> [Aim of the exercise]: From the records below, pull out every line that contains the word "negative" and copy each one. Case counts.

> [Dataset extract]:
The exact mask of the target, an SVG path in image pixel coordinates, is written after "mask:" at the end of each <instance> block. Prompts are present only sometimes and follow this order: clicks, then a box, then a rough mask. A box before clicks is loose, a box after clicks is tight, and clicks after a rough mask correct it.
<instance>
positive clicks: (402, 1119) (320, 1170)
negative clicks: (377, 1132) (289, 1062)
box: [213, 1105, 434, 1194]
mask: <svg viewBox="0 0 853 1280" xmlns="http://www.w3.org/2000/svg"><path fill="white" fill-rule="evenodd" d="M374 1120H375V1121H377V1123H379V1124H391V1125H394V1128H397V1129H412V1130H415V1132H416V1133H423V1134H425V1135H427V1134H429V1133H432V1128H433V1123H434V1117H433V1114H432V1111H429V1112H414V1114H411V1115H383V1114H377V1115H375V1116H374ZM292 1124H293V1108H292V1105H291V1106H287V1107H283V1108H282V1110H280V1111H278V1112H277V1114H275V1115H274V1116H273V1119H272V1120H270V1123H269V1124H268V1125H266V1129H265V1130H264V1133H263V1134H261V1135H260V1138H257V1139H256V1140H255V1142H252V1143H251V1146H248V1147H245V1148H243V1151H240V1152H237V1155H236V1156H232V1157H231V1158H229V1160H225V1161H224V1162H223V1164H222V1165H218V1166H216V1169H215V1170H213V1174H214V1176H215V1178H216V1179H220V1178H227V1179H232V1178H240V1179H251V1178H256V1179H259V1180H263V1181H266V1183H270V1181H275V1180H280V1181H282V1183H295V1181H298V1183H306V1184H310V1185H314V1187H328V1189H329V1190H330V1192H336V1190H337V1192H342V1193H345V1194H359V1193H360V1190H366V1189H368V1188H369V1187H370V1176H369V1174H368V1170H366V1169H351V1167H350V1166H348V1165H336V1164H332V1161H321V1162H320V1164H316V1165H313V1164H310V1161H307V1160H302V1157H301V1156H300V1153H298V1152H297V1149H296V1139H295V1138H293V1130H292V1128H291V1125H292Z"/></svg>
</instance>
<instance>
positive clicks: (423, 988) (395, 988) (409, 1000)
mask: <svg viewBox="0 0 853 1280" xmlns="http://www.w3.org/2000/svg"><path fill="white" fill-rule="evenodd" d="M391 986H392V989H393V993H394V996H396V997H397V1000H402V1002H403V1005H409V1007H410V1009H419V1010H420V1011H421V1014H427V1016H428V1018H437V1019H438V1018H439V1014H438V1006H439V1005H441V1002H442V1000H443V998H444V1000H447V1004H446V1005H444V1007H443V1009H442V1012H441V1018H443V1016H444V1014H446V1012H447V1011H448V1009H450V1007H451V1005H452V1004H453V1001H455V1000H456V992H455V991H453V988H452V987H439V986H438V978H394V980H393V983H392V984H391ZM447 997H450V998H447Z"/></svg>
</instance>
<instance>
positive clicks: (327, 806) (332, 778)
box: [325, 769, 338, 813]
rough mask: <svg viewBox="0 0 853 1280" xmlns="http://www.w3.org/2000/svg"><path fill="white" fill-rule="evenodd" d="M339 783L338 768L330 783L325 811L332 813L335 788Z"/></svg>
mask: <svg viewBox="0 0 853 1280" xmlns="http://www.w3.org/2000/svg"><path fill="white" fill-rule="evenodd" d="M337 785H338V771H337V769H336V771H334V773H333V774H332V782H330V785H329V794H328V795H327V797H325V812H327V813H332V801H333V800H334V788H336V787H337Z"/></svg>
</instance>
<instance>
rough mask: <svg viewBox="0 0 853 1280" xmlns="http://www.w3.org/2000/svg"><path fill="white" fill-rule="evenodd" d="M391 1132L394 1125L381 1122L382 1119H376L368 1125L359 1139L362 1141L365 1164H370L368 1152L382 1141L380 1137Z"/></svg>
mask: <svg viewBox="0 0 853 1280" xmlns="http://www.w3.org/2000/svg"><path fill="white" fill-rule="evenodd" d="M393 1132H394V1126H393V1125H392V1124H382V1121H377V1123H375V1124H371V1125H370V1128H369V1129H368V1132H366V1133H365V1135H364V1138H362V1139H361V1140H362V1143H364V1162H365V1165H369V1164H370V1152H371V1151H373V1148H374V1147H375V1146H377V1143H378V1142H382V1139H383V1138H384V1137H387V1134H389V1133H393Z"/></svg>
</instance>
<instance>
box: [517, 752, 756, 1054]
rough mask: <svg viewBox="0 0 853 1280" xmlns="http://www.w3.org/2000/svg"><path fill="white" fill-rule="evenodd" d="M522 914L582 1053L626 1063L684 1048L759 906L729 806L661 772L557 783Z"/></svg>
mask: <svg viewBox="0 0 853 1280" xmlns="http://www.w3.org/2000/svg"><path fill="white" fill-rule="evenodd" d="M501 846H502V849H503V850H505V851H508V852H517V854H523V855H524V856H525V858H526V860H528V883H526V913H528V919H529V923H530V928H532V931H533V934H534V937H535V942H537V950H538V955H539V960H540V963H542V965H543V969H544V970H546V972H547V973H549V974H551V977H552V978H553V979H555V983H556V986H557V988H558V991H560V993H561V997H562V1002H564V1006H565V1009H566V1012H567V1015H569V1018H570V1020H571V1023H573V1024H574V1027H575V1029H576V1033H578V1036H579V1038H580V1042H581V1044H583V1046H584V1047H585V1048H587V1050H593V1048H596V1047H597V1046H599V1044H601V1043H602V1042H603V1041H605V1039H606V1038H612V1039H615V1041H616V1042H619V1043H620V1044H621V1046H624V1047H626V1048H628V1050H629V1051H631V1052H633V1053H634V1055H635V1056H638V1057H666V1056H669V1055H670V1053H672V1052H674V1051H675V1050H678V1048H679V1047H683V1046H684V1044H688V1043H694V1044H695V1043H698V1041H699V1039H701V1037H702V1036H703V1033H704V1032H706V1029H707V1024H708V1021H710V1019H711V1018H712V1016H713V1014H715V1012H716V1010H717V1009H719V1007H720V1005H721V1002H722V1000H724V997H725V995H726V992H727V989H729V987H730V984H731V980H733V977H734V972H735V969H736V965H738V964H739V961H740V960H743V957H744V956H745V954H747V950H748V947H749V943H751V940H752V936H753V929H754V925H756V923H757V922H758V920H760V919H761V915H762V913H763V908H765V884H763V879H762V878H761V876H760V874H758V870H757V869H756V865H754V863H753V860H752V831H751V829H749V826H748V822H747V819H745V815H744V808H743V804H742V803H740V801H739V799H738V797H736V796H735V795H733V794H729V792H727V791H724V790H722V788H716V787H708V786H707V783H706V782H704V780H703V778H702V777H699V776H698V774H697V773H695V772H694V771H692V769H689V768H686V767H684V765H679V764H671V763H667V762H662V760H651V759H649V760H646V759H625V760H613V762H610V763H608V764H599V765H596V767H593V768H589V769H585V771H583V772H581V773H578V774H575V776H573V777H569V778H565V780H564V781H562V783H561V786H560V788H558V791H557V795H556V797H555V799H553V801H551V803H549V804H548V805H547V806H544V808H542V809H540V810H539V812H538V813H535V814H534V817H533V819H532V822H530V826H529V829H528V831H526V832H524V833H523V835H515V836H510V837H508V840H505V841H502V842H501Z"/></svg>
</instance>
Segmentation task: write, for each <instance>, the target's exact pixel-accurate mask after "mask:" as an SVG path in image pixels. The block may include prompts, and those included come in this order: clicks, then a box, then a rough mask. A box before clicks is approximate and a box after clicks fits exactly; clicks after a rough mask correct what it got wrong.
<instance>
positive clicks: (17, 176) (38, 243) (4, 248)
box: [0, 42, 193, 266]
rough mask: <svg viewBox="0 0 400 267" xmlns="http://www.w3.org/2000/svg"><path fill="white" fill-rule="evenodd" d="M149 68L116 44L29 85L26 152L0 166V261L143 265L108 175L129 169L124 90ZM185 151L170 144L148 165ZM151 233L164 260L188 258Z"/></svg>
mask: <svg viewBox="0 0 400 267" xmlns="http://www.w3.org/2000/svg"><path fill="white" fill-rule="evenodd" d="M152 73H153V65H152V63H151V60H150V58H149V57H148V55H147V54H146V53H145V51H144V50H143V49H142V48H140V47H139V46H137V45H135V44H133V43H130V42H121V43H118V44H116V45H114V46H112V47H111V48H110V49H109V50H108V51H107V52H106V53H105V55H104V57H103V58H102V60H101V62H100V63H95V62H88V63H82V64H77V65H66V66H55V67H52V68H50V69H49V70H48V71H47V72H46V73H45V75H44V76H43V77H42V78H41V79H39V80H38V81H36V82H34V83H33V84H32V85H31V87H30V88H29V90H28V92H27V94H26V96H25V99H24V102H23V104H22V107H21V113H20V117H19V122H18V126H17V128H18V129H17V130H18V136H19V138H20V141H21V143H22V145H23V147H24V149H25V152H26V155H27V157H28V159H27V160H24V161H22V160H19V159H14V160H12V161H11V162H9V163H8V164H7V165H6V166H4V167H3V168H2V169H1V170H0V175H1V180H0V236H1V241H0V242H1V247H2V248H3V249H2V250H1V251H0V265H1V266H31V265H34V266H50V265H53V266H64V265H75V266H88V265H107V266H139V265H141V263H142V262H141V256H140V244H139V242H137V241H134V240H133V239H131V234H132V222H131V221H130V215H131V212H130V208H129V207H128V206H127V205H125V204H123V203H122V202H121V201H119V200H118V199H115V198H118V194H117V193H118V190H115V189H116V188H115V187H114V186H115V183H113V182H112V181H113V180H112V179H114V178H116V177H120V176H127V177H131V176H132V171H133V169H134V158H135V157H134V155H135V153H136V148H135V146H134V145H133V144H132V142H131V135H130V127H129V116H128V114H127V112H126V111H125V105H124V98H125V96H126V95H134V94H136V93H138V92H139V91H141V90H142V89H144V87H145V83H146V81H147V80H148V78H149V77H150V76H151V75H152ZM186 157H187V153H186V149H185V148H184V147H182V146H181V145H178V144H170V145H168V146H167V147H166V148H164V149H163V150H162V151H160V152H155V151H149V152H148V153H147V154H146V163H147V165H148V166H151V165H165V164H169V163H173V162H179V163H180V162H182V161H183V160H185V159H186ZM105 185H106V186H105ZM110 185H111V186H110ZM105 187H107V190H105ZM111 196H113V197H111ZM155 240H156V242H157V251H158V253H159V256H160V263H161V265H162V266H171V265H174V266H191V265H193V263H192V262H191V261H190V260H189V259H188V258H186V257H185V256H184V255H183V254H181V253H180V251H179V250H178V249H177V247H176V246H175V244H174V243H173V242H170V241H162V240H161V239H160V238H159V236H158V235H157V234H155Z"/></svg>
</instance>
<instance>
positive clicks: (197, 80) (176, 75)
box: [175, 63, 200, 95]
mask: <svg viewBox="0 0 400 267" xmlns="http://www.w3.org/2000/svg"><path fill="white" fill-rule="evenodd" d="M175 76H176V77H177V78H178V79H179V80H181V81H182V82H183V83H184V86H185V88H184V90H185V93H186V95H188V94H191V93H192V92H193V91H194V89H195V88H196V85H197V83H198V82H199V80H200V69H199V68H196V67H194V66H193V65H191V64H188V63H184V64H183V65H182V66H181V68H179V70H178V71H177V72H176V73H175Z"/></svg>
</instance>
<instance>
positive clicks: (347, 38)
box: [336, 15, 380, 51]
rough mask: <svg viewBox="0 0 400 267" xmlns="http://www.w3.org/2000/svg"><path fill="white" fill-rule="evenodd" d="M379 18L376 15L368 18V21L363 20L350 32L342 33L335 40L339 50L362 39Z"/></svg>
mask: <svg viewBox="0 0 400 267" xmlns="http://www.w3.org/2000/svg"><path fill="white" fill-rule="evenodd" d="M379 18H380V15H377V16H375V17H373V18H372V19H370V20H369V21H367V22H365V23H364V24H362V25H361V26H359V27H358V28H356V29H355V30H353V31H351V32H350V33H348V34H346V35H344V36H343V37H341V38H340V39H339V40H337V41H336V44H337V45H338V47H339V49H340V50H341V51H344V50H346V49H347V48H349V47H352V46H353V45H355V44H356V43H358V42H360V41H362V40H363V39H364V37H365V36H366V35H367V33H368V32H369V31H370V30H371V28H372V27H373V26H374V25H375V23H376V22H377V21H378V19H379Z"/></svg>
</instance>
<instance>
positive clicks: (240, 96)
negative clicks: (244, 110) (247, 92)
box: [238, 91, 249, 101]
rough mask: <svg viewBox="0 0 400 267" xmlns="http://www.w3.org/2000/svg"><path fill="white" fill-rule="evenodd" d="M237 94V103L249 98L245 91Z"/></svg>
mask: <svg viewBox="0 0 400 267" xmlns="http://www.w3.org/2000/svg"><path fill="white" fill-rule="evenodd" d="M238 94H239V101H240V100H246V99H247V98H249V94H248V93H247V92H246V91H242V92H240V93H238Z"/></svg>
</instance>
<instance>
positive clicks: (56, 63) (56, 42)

> [The completed task]:
negative clicks: (377, 1132) (289, 1062)
negative clicks: (244, 110) (247, 92)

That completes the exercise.